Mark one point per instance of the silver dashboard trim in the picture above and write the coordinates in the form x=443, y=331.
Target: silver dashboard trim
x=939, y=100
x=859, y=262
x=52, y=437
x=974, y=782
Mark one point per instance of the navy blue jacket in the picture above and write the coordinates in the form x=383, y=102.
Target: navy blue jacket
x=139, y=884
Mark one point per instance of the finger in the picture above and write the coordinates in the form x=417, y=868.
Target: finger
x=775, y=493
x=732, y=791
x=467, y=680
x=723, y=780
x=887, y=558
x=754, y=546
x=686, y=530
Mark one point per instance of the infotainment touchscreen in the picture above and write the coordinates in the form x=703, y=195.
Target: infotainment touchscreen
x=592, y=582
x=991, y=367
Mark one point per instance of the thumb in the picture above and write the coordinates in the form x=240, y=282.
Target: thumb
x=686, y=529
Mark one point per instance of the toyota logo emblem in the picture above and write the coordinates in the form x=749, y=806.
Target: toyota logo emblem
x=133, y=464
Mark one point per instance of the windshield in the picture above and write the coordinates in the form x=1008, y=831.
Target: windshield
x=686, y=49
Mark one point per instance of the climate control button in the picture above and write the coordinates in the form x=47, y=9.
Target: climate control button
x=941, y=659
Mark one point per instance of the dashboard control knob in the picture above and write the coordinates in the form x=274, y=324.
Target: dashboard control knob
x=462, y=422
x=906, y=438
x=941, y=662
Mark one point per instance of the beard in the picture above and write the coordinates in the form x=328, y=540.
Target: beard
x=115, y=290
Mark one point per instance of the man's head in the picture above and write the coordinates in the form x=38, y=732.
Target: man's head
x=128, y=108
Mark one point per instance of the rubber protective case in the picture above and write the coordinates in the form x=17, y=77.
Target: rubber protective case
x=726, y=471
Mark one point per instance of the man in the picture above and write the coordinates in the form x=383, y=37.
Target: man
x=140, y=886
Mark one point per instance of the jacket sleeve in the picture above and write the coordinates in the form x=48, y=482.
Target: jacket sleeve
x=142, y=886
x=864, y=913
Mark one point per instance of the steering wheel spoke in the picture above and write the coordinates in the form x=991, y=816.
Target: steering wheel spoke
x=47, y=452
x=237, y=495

◇ ◇ ◇ ◇ ◇ ◇ ◇

* **EXERCISE REQUIREMENTS**: Rewrite the data from its beginning up to and including the line containing "x=139, y=884", keeping every line, the requests among them. Offset each x and y coordinate in the answers by -48, and leave the sample coordinates in the requests unchanged.

* **WRITTEN REPLY**:
Mark one point per instance of the silver dashboard trim in the picture above and write the coordinates in the form x=443, y=331.
Target: silver dashboard trim
x=891, y=52
x=811, y=214
x=4, y=389
x=926, y=734
Mark one point per instance of the navy blue jacket in the picture above and write the coordinates in the form x=383, y=102.
Target: navy blue jacket
x=91, y=836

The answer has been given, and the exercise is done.